* DOCUMENT SEGMENT *
>>>>
Portfolio review: student choosing between USC BArch and WashU.

2026 Entry.

This portfolio was made by one of our students applying to USC and WashU for their undergraduate architecture programs, and was accepted to both for 2026 entry.

The portfolio, titled Organic Instrumentality, takes as its subject the natural world and humanity’s place within it, specifically the idea that the environment is composed of agentive actors, forces and materials that push back, that have their own intentions. This is not a theme applied from the outside; it is consistent across every project and present equally in the personal statement, making the whole application read as a single document rather than a collection of parts. The conceptual framework draws from the student’s IB Environmental Systems and Society curriculum, and what is impressive is how fully it has been developed.

Inventing media

The most immediate evidence of this is the investigation into what the student calls “feral” inks, homemade pigments drawn from scavenged copper scraps and foraged oak galls. Control of these inks is relinquished, they are let to move unpredictably across paper, and the results observed. The work that results is less about mark-making than about attending to how matter behaves when pressure is removed: the capillary pull of fiber, the spread of oxidized metal across a wet surface.
<<<<
* INFORMATION SHOWN *
>>>>
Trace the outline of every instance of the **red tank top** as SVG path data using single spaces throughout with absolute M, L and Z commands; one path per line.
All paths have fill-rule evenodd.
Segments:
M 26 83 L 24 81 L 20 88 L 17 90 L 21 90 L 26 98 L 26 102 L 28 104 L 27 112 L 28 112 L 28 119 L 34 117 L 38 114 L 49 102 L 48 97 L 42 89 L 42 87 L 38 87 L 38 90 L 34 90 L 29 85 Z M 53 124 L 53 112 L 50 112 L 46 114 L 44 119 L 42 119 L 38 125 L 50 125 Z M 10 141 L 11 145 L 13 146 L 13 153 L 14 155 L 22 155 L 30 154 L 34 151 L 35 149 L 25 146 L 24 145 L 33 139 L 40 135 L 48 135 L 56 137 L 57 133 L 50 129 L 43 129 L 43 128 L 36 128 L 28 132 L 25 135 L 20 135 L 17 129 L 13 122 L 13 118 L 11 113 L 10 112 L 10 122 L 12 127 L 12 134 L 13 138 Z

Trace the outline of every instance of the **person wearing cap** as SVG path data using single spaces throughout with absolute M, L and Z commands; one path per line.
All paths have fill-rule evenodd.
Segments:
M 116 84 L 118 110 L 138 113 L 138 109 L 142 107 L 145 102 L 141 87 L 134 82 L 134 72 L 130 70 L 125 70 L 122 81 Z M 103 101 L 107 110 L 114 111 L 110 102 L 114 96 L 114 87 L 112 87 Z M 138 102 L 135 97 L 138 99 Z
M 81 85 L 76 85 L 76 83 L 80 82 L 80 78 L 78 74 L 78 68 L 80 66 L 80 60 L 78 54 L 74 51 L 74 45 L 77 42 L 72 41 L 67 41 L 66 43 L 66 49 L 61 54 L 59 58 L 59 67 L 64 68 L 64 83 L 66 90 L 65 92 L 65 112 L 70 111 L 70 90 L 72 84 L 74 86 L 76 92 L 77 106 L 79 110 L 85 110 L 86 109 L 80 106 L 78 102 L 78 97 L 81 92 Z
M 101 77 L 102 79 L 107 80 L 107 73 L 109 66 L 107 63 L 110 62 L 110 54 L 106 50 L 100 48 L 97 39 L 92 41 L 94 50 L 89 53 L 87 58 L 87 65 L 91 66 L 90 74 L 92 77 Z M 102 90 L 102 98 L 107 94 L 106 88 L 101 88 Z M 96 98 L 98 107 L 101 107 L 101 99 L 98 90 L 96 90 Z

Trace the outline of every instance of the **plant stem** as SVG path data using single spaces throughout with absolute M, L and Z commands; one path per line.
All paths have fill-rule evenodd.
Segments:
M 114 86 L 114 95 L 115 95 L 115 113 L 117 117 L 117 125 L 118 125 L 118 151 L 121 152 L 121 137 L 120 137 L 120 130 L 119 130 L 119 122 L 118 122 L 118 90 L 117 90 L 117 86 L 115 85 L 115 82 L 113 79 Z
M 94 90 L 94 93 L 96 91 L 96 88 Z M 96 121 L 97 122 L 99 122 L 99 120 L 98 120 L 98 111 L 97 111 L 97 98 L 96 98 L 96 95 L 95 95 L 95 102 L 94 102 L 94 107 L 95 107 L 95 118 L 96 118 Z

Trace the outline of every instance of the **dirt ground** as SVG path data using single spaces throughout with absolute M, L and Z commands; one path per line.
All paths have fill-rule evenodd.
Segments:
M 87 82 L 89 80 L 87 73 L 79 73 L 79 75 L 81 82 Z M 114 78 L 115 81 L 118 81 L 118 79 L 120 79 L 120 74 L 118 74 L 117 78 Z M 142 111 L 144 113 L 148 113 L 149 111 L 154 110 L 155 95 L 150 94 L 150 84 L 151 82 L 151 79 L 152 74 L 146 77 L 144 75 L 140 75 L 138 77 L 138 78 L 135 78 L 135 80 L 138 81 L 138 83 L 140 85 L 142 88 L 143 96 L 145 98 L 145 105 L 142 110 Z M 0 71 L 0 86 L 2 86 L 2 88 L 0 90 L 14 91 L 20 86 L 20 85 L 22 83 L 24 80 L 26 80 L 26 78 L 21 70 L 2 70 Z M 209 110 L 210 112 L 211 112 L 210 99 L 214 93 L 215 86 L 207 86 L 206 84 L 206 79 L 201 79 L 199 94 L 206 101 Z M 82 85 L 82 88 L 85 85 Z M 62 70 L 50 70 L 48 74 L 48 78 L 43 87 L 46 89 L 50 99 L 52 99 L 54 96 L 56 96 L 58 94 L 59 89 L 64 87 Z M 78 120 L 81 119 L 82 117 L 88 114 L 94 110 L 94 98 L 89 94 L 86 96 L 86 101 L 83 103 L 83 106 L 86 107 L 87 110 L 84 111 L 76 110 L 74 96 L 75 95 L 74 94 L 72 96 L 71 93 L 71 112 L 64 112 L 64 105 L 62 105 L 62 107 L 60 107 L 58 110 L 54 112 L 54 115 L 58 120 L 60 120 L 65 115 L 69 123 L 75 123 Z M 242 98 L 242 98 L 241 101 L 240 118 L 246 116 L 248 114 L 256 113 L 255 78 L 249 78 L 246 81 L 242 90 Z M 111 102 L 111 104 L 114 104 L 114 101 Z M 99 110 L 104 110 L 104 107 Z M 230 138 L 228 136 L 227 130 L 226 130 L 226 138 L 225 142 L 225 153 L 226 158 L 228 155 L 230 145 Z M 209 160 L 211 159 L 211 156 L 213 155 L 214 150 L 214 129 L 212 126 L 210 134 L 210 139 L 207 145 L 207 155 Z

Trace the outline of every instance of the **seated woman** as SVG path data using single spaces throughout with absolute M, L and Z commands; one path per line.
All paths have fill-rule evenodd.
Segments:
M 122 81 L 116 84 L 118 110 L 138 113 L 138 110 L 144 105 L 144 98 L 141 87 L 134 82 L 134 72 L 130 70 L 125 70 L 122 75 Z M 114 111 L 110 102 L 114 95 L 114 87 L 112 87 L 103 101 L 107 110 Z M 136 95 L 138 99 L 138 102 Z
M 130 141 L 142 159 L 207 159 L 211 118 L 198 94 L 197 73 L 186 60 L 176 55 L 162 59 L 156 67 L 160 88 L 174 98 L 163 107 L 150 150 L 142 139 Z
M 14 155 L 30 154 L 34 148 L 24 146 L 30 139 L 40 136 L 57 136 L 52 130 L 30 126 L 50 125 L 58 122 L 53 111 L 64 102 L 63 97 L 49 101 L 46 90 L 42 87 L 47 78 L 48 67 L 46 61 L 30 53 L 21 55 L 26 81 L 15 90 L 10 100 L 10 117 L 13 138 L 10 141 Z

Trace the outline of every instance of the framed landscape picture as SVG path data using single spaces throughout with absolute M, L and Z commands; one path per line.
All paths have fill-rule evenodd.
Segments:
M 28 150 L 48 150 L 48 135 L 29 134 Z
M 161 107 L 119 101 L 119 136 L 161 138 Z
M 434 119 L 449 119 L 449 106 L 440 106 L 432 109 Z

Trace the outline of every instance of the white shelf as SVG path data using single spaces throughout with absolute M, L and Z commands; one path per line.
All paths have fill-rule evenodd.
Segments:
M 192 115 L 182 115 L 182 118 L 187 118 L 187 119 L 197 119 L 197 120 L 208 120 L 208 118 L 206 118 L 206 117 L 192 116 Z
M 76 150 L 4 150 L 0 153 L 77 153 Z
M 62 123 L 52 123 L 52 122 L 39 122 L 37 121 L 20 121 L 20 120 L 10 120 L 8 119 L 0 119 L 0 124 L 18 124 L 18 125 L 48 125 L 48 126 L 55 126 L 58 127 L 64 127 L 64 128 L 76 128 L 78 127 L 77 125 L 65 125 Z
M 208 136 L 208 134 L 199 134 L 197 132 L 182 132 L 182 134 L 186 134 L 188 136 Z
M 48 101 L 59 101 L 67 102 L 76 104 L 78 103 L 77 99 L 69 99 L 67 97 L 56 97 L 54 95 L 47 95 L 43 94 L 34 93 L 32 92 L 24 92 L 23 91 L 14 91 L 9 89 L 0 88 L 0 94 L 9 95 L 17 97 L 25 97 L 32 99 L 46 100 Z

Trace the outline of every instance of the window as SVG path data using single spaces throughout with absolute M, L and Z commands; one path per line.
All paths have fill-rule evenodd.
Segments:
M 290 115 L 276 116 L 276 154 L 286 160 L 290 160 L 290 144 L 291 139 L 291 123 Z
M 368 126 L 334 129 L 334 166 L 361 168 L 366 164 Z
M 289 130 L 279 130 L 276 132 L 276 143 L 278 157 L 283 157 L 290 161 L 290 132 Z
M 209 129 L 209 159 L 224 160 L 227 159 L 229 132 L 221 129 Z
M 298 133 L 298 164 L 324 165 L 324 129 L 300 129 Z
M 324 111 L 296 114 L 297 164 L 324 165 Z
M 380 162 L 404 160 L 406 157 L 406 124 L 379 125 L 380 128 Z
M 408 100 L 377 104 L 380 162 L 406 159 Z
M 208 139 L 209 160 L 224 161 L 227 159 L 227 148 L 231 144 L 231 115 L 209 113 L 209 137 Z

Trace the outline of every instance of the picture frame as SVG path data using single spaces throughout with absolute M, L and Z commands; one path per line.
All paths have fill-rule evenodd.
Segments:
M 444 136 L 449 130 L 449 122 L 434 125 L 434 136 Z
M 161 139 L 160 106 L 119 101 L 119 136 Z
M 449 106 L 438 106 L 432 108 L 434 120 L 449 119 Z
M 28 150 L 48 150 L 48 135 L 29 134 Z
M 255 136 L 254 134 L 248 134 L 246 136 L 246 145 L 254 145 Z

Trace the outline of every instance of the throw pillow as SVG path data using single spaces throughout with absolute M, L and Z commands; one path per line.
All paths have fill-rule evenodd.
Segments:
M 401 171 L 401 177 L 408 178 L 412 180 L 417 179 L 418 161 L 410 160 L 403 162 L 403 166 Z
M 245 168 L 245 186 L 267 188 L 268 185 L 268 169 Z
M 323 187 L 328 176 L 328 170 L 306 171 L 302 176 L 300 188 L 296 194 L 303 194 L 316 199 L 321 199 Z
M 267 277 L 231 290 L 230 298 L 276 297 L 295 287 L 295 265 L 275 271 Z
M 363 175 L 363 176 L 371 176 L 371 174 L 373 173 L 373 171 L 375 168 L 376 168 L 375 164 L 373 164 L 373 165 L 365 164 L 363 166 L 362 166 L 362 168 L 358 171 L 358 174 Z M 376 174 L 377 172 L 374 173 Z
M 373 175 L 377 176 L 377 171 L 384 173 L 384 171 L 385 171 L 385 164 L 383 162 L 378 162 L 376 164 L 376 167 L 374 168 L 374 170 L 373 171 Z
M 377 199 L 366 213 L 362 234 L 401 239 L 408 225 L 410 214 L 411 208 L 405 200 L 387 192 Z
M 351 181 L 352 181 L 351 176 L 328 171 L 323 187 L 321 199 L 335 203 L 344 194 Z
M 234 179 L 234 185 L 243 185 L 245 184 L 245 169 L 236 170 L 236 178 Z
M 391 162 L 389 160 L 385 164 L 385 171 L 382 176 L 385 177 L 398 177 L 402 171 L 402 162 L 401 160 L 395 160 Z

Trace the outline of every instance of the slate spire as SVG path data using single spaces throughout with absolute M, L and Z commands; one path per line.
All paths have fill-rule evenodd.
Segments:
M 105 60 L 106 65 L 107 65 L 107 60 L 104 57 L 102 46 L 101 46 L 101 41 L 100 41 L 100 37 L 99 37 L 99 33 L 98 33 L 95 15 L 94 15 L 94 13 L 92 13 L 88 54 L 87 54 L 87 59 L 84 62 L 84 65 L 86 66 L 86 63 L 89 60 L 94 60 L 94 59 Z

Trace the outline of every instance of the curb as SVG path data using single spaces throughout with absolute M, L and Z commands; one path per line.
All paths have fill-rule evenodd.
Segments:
<<<<
* PROBLEMS AND TASKS *
**A.** Render this sentence from the portfolio review in Spanish: "This is not a theme applied from the outside; it is consistent across every project and present equally in the personal statement, making the whole application read as a single document rather than a collection of parts."
**B.** Please write out the stretch of the portfolio review from "Portfolio review: student" through "has been developed." without changing a word.
**C.** Carry the portfolio review on past its final sentence.

* WRITTEN ANSWERS *
**A.** Este no es un tema aplicado desde fuera; es coherente en todos los proyectos y está igualmente presente en la declaración personal, lo que hace que toda la solicitud se lea como un único documento y no como un conjunto de partes.

**B.**
Portfolio review: student choosing between USC BArch and WashU.

2026 Entry.

This portfolio was made by one of our students applying to USC and WashU for their undergraduate architecture programs, and was accepted to both for 2026 entry.

The portfolio, titled Organic Instrumentality, takes as its subject the natural world and humanity’s place within it, specifically the idea that the environment is composed of agentive actors, forces and materials that push back, that have their own intentions. This is not a theme applied from the outside; it is consistent across every project and present equally in the personal statement, making the whole application read as a single document rather than a collection of parts. The conceptual framework draws from the student’s IB Environmental Systems and Society curriculum, and what is impressive is how fully it has been developed.

**C.**
A portfolio page showing an ink experiment.
A portfolio page showing various ink experiments.

A similar logic governs the seashore cyanotypes, where light-sensitive paper is weighted down with rocks on the sand and seawater is let to wash over and develop it. The environmental conditions do the formal work. The paper is photographed in situ, weighted and waiting, and the image communicates the sincerity of the process as clearly as the finished cyanotype does.

A portfolio page showing a drawing and a close-up.

Space and materials

The copper sculpture extends this inquiry into three dimensions. The piece began with a long series of models in paper and cardboard, studies in aperture and mass, in what happens when you cut a hole through a solid thing. The final object is both ocular and kinesthetic: it asks the viewer to move around it, to find the light changing through its opening. The student comes to metalworking through family tradition, which grounds the material choice in something other than novelty. The vocabulary used to describe the work, aperture, mass, malleable properties, shows that the conceptual language of spatial thinking was already being built before any formal architectural training.

A portfolio page showing a copper sculpture.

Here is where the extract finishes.